= DIRECTIVE =
Report each line in the entries below that contains the word "jagged", copying every such line in full.

= MATERIAL FOR THE TASK =
□ □ □
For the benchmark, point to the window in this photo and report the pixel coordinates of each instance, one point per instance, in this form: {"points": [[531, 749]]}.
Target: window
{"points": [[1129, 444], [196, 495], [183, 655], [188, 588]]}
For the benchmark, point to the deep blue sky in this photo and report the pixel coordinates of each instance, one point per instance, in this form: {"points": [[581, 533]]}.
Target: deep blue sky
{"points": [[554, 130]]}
□ □ □
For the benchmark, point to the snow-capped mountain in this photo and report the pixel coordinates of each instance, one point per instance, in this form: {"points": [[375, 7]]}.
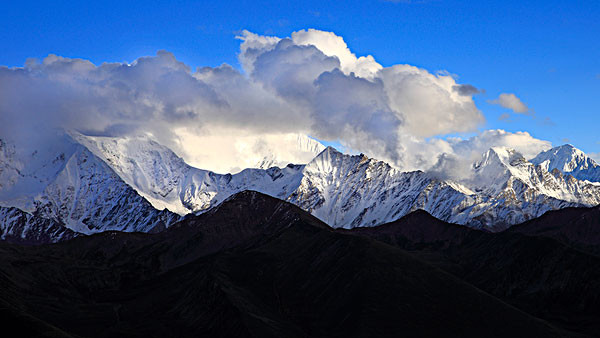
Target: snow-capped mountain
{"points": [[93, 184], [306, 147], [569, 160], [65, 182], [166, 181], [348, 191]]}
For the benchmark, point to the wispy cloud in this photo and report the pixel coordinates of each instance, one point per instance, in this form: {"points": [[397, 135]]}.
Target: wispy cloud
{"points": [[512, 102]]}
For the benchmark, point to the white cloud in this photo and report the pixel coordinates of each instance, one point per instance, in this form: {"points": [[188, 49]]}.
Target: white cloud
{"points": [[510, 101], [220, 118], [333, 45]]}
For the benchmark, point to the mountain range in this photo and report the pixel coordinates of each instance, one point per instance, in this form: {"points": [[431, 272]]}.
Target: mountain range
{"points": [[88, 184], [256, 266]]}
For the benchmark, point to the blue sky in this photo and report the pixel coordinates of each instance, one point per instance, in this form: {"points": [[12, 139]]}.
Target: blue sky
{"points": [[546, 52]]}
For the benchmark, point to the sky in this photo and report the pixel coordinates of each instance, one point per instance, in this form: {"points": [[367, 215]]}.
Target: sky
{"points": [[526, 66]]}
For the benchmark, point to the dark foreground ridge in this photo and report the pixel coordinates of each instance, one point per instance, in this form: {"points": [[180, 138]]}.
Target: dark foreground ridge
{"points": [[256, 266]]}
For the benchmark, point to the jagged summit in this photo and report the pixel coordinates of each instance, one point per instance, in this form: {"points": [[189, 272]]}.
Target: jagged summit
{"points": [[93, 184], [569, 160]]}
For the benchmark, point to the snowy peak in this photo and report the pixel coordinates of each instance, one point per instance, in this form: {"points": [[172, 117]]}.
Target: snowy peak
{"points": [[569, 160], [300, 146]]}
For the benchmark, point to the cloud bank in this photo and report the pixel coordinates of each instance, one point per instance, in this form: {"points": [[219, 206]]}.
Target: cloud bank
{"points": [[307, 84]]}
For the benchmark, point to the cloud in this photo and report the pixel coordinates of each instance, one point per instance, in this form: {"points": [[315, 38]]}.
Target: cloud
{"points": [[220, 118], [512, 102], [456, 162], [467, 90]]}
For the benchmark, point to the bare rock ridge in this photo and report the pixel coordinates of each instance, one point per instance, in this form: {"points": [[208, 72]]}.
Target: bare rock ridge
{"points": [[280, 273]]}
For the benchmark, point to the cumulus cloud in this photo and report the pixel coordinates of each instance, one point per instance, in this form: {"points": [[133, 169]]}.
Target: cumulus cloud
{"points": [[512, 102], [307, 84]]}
□ □ □
= EXERCISE RESPONSE =
For the benchmark, point to the jagged summit in this photo and report the pixel coordinates of each instance, one point per instance, in this form: {"points": [[189, 272]]}.
Target: jagged summit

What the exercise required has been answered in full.